SOURCE MATERIAL: Begin
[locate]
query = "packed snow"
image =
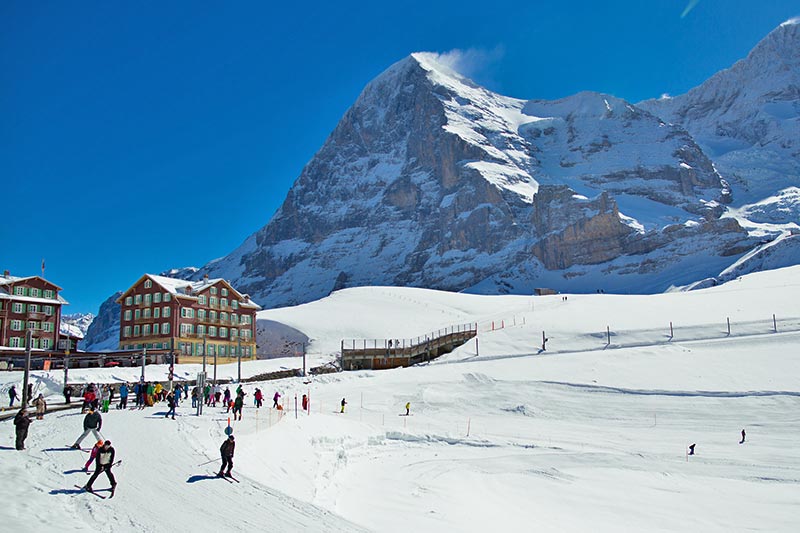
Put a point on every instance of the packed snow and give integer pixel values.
(590, 434)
SOURCE MATERIAL: End
■ EXERCISE REQUIREMENTS ■
Can you repeat every record above exactly, apart from the pictures?

■ OUTPUT OF THE TASK ■
[locate]
query = "packed snow"
image =
Put a point on every instance of the packed snow and give integer pixel values.
(590, 434)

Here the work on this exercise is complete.